> **TASK REQUIREMENTS**: Decide whether each statement agrees with the OpenTelemetry tracing excerpt, answering yes or no and quoting the deciding words: (a) the tracer is kept as a static variable on the DyteTelemetry class; (b) the Resource instance is created with @opentelemetry/sdk-trace-web; (c) the work starts on the backend and later moves to the frontend.

This basically changes nothing in our mainstream code. All that gets introduced is a new line on top of every function which we want to trace, along with a new file opentelemetry.js.

Now that you know what sort of code design we had in our mind. Let us walk you through our journey, the challenges we faced, and how we rectified them. We will do stuff in FE first, then gradually move to BE to send all our hard work to New Relic or any log aggregator of your choice.

Challenge 1: What all OpenTelemetry packages to use?

import { WebTracerProvider } from '@opentelemetry/sdk-trace-web';
import { OTLPTraceExporter } from '@opentelemetry/exporter-trace-otlp-http';
import { BatchSpanProcessor, Tracer } from '@opentelemetry/sdk-trace-base';
import { ZoneContextManager } from '@opentelemetry/context-zone';
import { SemanticAttributes } from '@opentelemetry/semantic-conventions';
import opentelemetry, { Span, ROOT_CONTEXT } from '@opentelemetry/api';
import { Resource } from '@opentelemetry/resources';

We are using @opentelemetry/sdk-trace-web to create a WebTracerProvider to create a tracer. This tracer has methods available on it to create spans. We use @opentelemetry/resources to create a Resource instance. We need to hold a reference to this tracer throughout this meeting, so we are storing it on DyteTelemetry class as a static variable.

const provider = new WebTracerProvider({
    resource: new Resource({
        'service.name': 'web-core',
    }),
});

DyteTelemetry.tracer = provider.getTracer('any_unique_id');
DyteTelemetry.rootSpan = DyteTelemetry.tracer.startSpan(`main`, {}, ROOT_CONTEXT);

/**
 * Ending the root span instantly.

> **DATA EXTRACT**:
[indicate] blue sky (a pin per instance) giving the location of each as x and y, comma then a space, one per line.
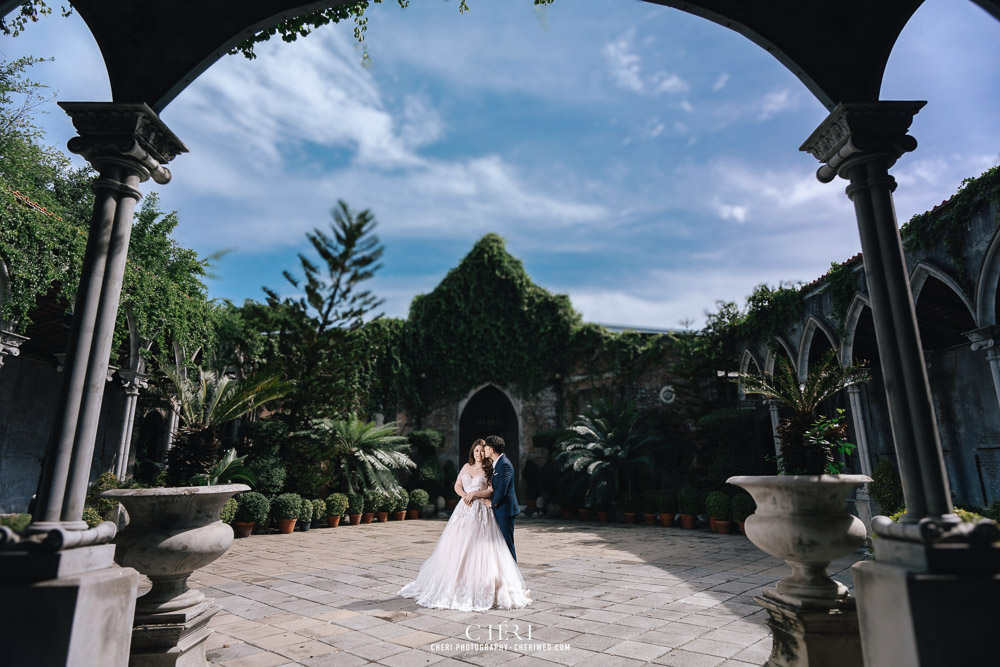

> **RESPONSE TO THIS EXERCISE**:
(a) Yes: "so we are storing it on DyteTelemetry class as a static variable."
(b) No: "We use @opentelemetry/resources to create a Resource instance."
(c) No: "We will do stuff in FE first, then gradually move to BE"